▶ _Given request a_
In the Mazda article, with whom is Mazda mainly pursuing electrification, rather than teaming up with other large automakers?

▶ _Reading text_
= = =

Look, it pains me as much as anyone, but the chances of Mazda building a true rotary-engined successor to the RX-7 are pretty slim. Launching a relatively thirsty combustion model just as everyone else is going electric might make a small band of enthusiasts cheer, but it’s not a great corporate look in the early 2020s.
Mazda isn’t ready to let sports cars go entirely though. Rumours circulate of an electrified follow-up to the MX-5, and now Mazda has revealed the new Vision Study, giving us hope that exciting cars won’t disappear entirely.
Realistically, even the Vision Study is unlikely to happen in the form we see it here, and the cynic might suggest it’s been drawn up as a way to sell Mazda’s dry “mid-term plan and management policy up to 2030”. Look at the shiny car!
The 2030 plan is obviously very sensible: Mazda wants to be resilient in a changing automotive market, reduce costs, bolster supply chains, and continue research and development in relevant areas.
Between 2025-2027 the brand will increasingly concentrate on electrification, something that will continue further beyond 2027 and into 2030, and is doing so primarily with a small band of suppliers, rather than the route much of the rest of the industry is taking, which involves jumping into bed with other large automakers and spreading costs. Mazda has long been fiercely independent, and it looks like that isn’t about to change significantly even as the industry evolves around it.
There’s also a note in the 2030 plan about developing “human-centric advanced driver assistance technology”. Normally we’d utter such a phrase through gritted teeth, but given Mazda is one of few brands to have prioritised function above flash in recent years, perhaps we can actually trust the “human-centric” aspect of their driver assistance tech.

= = =

▶ _The input_

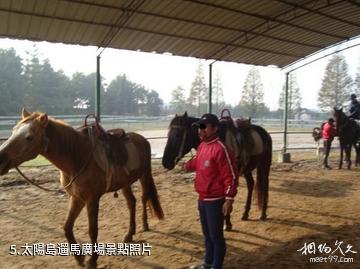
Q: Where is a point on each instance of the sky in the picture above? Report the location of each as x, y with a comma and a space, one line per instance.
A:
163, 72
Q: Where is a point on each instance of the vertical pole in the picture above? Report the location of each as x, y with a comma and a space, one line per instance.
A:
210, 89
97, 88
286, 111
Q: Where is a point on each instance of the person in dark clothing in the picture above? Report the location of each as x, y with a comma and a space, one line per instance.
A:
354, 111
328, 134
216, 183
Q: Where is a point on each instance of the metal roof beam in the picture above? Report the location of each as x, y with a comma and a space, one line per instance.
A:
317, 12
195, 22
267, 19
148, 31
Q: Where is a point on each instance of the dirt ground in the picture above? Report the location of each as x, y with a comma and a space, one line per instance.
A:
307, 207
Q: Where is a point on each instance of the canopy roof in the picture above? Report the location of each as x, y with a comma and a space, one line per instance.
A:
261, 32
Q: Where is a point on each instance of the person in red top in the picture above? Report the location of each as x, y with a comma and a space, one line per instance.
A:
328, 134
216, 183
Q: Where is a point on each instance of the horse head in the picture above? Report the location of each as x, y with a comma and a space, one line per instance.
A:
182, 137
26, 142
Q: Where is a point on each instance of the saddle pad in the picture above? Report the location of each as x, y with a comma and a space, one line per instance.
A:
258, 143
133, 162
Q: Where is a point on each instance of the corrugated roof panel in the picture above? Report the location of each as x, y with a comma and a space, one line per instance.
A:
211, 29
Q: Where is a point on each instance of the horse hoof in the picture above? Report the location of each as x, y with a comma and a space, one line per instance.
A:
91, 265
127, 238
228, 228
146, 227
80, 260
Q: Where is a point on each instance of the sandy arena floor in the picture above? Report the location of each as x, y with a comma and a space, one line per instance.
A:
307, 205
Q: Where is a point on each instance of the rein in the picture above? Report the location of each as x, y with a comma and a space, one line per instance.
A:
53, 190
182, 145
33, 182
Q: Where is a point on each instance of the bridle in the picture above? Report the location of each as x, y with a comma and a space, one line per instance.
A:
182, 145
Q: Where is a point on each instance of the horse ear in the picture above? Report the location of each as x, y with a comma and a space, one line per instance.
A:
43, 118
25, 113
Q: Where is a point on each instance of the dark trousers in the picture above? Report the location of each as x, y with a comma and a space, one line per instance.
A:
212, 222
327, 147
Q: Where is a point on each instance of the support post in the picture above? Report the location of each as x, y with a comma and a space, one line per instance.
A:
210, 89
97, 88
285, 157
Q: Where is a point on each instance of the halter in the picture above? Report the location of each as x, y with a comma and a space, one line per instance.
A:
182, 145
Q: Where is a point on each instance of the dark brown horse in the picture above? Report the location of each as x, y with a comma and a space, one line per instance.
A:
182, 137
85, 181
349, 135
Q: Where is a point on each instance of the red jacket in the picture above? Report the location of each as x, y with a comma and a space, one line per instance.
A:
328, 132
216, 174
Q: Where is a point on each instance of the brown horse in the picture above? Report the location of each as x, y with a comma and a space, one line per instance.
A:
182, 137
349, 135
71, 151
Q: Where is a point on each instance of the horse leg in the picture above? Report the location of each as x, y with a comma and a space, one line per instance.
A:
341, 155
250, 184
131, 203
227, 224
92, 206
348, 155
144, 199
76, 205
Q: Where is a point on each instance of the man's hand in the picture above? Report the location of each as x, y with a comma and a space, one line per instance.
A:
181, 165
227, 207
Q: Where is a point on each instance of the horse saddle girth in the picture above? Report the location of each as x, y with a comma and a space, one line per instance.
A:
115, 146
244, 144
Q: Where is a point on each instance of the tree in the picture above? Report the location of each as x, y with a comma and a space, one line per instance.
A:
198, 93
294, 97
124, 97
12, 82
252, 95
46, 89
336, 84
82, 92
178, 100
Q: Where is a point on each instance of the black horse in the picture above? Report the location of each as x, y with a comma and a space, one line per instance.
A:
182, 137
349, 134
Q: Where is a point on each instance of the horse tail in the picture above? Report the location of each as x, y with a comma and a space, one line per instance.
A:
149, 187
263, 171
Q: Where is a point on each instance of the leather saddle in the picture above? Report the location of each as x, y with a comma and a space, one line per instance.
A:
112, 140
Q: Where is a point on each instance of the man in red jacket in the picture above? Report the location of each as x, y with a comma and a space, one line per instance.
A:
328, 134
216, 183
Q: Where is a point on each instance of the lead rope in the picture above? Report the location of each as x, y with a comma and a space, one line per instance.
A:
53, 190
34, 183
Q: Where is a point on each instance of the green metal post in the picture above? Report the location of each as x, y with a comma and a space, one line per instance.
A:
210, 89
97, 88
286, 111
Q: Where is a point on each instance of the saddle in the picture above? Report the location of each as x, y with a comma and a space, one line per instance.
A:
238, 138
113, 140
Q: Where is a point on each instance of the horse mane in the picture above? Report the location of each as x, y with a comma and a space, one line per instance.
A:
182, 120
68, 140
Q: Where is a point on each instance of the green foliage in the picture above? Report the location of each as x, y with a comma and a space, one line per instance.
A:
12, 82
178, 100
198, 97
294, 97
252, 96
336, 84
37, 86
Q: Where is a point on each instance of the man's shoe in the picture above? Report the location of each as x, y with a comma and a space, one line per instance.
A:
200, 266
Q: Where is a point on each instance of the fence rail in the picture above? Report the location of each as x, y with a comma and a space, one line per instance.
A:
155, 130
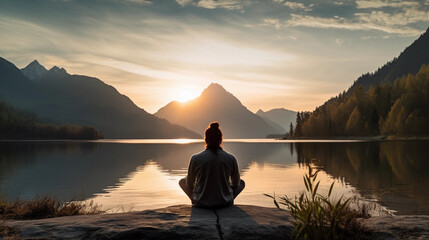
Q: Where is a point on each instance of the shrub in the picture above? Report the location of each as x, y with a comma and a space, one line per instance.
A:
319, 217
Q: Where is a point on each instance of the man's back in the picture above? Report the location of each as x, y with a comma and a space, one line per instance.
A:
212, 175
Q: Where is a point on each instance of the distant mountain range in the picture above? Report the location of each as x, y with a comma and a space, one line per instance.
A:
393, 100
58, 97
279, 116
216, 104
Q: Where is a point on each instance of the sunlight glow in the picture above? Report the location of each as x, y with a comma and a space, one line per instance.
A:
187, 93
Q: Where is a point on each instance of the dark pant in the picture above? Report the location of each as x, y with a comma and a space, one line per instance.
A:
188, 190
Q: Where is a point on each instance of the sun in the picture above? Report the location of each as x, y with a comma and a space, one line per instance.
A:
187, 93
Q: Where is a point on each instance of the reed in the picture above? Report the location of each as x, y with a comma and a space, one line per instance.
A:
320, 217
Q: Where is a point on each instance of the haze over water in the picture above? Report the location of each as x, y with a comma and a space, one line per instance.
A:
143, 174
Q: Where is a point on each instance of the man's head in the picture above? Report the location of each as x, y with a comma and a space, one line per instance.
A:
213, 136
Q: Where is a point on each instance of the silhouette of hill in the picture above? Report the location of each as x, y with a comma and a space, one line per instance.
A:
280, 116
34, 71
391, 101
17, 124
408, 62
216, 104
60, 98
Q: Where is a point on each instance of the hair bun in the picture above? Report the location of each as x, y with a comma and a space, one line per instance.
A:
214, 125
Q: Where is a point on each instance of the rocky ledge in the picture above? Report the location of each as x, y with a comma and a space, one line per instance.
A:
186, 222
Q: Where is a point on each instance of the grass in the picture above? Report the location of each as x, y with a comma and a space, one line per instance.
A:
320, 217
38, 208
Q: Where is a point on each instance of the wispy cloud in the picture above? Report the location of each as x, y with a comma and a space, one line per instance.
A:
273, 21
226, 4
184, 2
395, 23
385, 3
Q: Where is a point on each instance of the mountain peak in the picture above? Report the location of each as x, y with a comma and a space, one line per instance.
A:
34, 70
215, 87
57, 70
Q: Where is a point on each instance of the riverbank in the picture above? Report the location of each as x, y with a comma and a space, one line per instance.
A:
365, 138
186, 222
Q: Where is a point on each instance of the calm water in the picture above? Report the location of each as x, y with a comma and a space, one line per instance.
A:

= = =

▶ _Given request b_
Resize the point coordinates in the entries, starting at the line that contains "Q: Where is a point on each instance of the riverbank" and ending at the last line of the entries, both included. Write out all of those lines again, requests included, with each coordinate multiplied by 0.4 and rounded to a whole number, halves up.

▶ _Exercise solution a_
A small band of suppliers.

▶ _Exercise solution b_
Q: Where is a point on each instance of the riverbank in the picture above? Report the location of each as x, y with a comma and a space, one line per instance.
A:
146, 55
74, 89
Q: Where is a point on each instance of the calm water in the picture above? Report the location of each as x, y with a comma and a space, one line per instance.
A:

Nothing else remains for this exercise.